Pointing dataset excerpts
▶

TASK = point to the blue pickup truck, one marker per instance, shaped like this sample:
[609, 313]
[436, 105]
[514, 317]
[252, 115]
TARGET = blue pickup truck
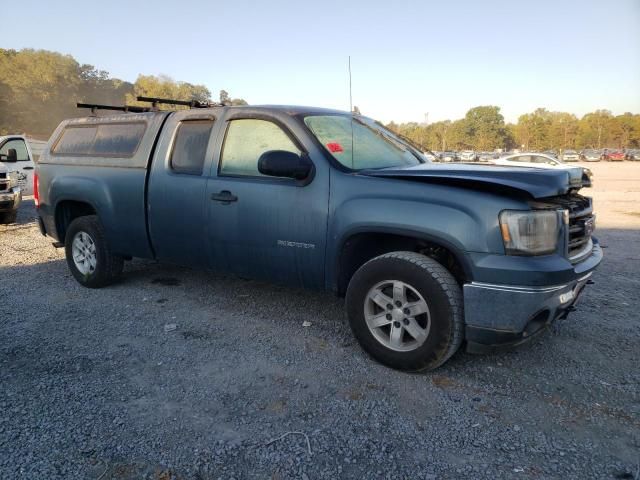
[428, 256]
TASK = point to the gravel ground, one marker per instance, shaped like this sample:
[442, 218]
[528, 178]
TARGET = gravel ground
[93, 386]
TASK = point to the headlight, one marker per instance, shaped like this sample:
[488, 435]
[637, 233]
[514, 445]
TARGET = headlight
[533, 232]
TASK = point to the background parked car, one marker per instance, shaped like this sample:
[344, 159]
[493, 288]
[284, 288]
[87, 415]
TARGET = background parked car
[487, 156]
[570, 156]
[633, 154]
[448, 157]
[542, 160]
[468, 156]
[591, 155]
[23, 165]
[616, 156]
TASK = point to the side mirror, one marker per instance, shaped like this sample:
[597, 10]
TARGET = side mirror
[12, 155]
[281, 163]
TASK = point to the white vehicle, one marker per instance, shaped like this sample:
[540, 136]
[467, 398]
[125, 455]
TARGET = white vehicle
[570, 156]
[10, 195]
[22, 163]
[542, 160]
[468, 156]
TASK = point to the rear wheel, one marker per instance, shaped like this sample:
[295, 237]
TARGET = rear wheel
[88, 254]
[405, 309]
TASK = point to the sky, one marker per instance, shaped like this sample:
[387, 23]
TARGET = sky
[410, 60]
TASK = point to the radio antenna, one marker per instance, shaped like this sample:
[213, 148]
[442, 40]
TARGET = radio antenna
[350, 97]
[351, 112]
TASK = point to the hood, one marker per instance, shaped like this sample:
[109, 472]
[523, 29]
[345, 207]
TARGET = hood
[536, 182]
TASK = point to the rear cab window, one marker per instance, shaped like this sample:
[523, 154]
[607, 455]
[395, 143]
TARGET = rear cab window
[19, 146]
[246, 140]
[190, 146]
[100, 140]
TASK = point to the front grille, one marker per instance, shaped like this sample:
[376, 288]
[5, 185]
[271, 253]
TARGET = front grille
[581, 224]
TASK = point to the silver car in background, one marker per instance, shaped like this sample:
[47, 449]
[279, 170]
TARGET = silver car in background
[591, 155]
[570, 156]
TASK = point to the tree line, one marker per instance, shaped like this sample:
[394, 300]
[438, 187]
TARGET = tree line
[39, 89]
[483, 129]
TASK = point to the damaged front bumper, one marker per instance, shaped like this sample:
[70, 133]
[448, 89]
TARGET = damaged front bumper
[501, 316]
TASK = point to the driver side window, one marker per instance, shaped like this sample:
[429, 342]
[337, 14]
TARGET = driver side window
[246, 140]
[20, 147]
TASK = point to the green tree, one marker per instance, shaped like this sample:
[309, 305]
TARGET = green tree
[593, 129]
[532, 130]
[562, 130]
[483, 128]
[165, 87]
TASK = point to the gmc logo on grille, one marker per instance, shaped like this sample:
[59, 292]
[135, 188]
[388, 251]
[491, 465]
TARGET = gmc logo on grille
[589, 226]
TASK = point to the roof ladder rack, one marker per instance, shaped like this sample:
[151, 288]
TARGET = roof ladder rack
[169, 101]
[125, 108]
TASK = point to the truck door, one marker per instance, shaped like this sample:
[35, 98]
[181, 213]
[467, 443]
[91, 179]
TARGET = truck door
[24, 166]
[177, 186]
[262, 226]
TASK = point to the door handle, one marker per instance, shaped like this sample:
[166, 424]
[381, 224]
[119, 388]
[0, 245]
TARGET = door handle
[224, 196]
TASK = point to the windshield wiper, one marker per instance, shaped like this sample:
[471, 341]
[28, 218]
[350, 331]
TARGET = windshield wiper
[414, 144]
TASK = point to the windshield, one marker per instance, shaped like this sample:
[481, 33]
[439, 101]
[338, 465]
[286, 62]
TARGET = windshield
[361, 143]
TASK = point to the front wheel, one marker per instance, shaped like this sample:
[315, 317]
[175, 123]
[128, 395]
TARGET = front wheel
[9, 217]
[405, 310]
[88, 254]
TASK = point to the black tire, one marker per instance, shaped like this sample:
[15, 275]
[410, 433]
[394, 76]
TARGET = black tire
[438, 288]
[108, 266]
[9, 217]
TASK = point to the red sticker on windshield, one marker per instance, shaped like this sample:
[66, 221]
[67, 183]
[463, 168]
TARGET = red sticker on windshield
[335, 147]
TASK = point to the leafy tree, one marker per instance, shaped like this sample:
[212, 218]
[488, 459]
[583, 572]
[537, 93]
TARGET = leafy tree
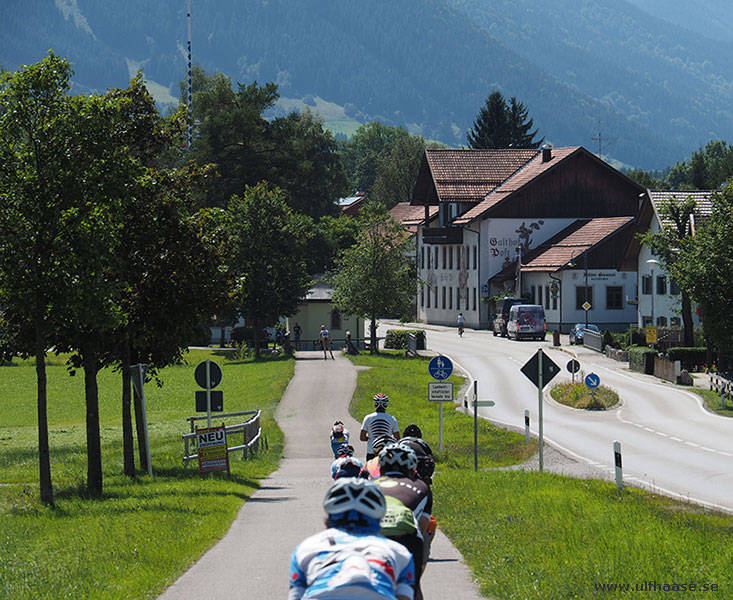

◀

### What the task requires
Rewrite all the rows above with every "marker" changed to "dot" and nothing else altered. Omit the pictures from your answer.

### Task result
TASK = point to the blue pickup truck, one dot per instance, shaped like this sample:
[609, 313]
[436, 105]
[514, 317]
[252, 115]
TARGET = blue pickup truck
[428, 256]
TASK = point to the gravel ground, one dot per instance, shaped like this sample:
[442, 218]
[528, 178]
TARGET = gravel ground
[93, 386]
TASK = point to the headlight, one dot per instance, shaped like this sample:
[488, 435]
[637, 233]
[514, 445]
TARGET = headlight
[533, 232]
TASK = point to the background parked car, one dot per instance, shaped like this sample:
[344, 159]
[493, 288]
[284, 288]
[87, 415]
TARGET = background parked car
[487, 156]
[570, 156]
[633, 154]
[448, 157]
[542, 160]
[468, 156]
[591, 155]
[23, 165]
[616, 156]
TASK = point to the side mirror, one dot per instance, shaped like this sample:
[597, 10]
TARGET = side mirror
[12, 155]
[281, 163]
TASK = point to the white vehicle, one dot per instance, shaped like this sample:
[540, 136]
[467, 398]
[125, 455]
TARGET = white vehicle
[570, 156]
[10, 195]
[22, 163]
[542, 160]
[468, 156]
TASK = point to the rear wheel, one dot per instance, shaped like this sample:
[295, 237]
TARGET = rear wheel
[88, 254]
[405, 309]
TASK = point to the sky, one dot per instance, shaped like this sample:
[387, 23]
TARGET = sky
[410, 60]
TASK = point to the radio antenna, one dot per instance, shaped like this sample:
[213, 148]
[442, 40]
TARGET = radio antenna
[350, 97]
[351, 112]
TASK = point to the hood, one dot per instance, shaped like this sample:
[109, 472]
[523, 29]
[345, 207]
TARGET = hood
[536, 182]
TASK = point to the rear cab window, one dot per instance, shaped like this sample:
[523, 154]
[607, 455]
[395, 143]
TARGET = rear cab window
[19, 146]
[246, 140]
[190, 146]
[100, 140]
TASK = point to the front grille, one dot per instance, shaped like this sample:
[376, 288]
[5, 185]
[271, 253]
TARGET = front grille
[581, 224]
TASK = point to the silver car in background, one dot per instance, shaped like this sample:
[47, 449]
[279, 170]
TARGET = silver car in background
[591, 155]
[570, 156]
TASK = point to the tree line, one dot per instance, shaped like this sample:
[394, 300]
[438, 187]
TARGET = tree line
[39, 89]
[483, 129]
TASK = point to the damaged front bumper, one dot per instance, shaped like this sample:
[70, 133]
[448, 89]
TARGET = damaged front bumper
[501, 316]
TASK = point to the driver side window, one dot per instance, shaped like this sample:
[429, 342]
[337, 14]
TARGET = driver side window
[246, 140]
[20, 147]
TASK = point to the green tree, one dot per instance, shaped like this sample:
[309, 305]
TARGET = green tree
[593, 129]
[532, 130]
[562, 130]
[483, 128]
[165, 87]
TASK = point to the gmc logo on grille, one dot per instance, shaped like this sample:
[59, 292]
[135, 188]
[388, 251]
[491, 465]
TARGET = gmc logo on grille
[589, 226]
TASK = point to the roof ladder rack, one dot per instance, shaped like this sample:
[151, 288]
TARGET = roof ladder rack
[169, 101]
[125, 108]
TASK = point to the truck door, one dot per instance, shaped like this sample:
[35, 98]
[181, 213]
[467, 443]
[91, 179]
TARGET = truck door
[24, 166]
[177, 186]
[262, 226]
TASK = point to the door handle, one dot per instance, shaped like this sample:
[166, 424]
[381, 224]
[119, 388]
[0, 245]
TARGET = door handle
[224, 196]
TASK = point to the windshield wiper, one dot per instance, shaped like this sample:
[471, 341]
[28, 218]
[350, 331]
TARGET = windshield wiper
[414, 144]
TASK = point to the windshield, one dot per instance, shaped like this sample:
[481, 33]
[439, 101]
[338, 465]
[286, 62]
TARGET = windshield
[361, 143]
TASK = point to the front wheel, one dot per instance, shaped like this sample:
[315, 317]
[175, 123]
[128, 395]
TARGET = front wheel
[9, 217]
[405, 310]
[88, 254]
TASK = point to the black tire, one dot per instance, shaped like this sample:
[15, 275]
[410, 433]
[394, 76]
TARGET = black tire
[438, 288]
[108, 266]
[9, 217]
TASK = point to the red sticker on windshield, one dot per instance, shaped like this sample:
[66, 221]
[67, 183]
[463, 168]
TARGET = red sticker on windshield
[335, 147]
TASK = point to the leafy tree, one dot per instance, shaped like this sample:
[212, 218]
[488, 459]
[583, 572]
[537, 93]
TARGET = leafy tree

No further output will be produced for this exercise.